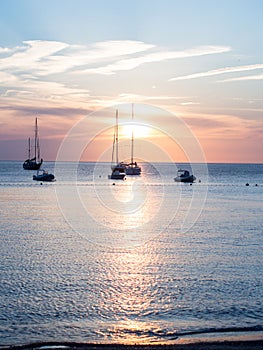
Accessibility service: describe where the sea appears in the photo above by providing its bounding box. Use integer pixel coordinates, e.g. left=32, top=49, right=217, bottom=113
left=0, top=161, right=263, bottom=346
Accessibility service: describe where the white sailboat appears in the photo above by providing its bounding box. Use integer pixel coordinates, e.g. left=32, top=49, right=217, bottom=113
left=109, top=110, right=126, bottom=180
left=125, top=104, right=141, bottom=175
left=23, top=118, right=43, bottom=170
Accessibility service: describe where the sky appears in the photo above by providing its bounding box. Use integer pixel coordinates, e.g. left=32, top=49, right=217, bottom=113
left=0, top=0, right=263, bottom=163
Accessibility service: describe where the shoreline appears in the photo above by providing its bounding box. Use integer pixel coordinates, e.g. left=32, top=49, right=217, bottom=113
left=0, top=335, right=263, bottom=350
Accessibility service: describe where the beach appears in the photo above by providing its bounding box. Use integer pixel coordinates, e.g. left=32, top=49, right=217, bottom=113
left=0, top=162, right=263, bottom=349
left=3, top=338, right=263, bottom=350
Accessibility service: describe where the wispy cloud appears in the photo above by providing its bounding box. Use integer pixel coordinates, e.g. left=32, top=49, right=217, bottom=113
left=84, top=46, right=231, bottom=75
left=169, top=64, right=263, bottom=81
left=223, top=74, right=263, bottom=83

——————————

What you have to do:
Rewrite the listing above with "Accessibility service" replaced by "Screen reader" everywhere and everything else unchanged. Leave the pictures out.

Answer to the problem:
Screen reader: describe where the sea appears in the photo above by providing its bounding box. Use integer pixel coordinates, e.g. left=32, top=49, right=217, bottom=113
left=0, top=161, right=263, bottom=346
Screen reader: describe where the white sailboat appears in the photo above by providing its bounding box. Use integer pixel coordinates, e.g. left=32, top=49, right=217, bottom=113
left=109, top=110, right=126, bottom=180
left=125, top=104, right=141, bottom=175
left=23, top=118, right=43, bottom=170
Screen reader: describe where the sky appears in the photo above by providing its bounding box. Use integer pixel coordinates, e.g. left=32, top=49, right=217, bottom=113
left=0, top=0, right=263, bottom=163
Screen reader: describe where the shoreline appears in the photo above by providing its bounding box. Use integer pixel coordinates, e.g. left=32, top=49, right=217, bottom=113
left=0, top=335, right=263, bottom=350
Screen reader: describe where the beach appears in the photo above by providing its bounding box. Use integer pixel coordinates, e.g. left=32, top=49, right=217, bottom=113
left=0, top=162, right=263, bottom=349
left=3, top=338, right=263, bottom=350
Screen reader: describe where the wispy cloud appears in the photo above by providing its bounding box. Use integer pixel coordinates, e.g. left=32, top=49, right=217, bottom=113
left=84, top=46, right=231, bottom=75
left=169, top=64, right=263, bottom=81
left=223, top=74, right=263, bottom=83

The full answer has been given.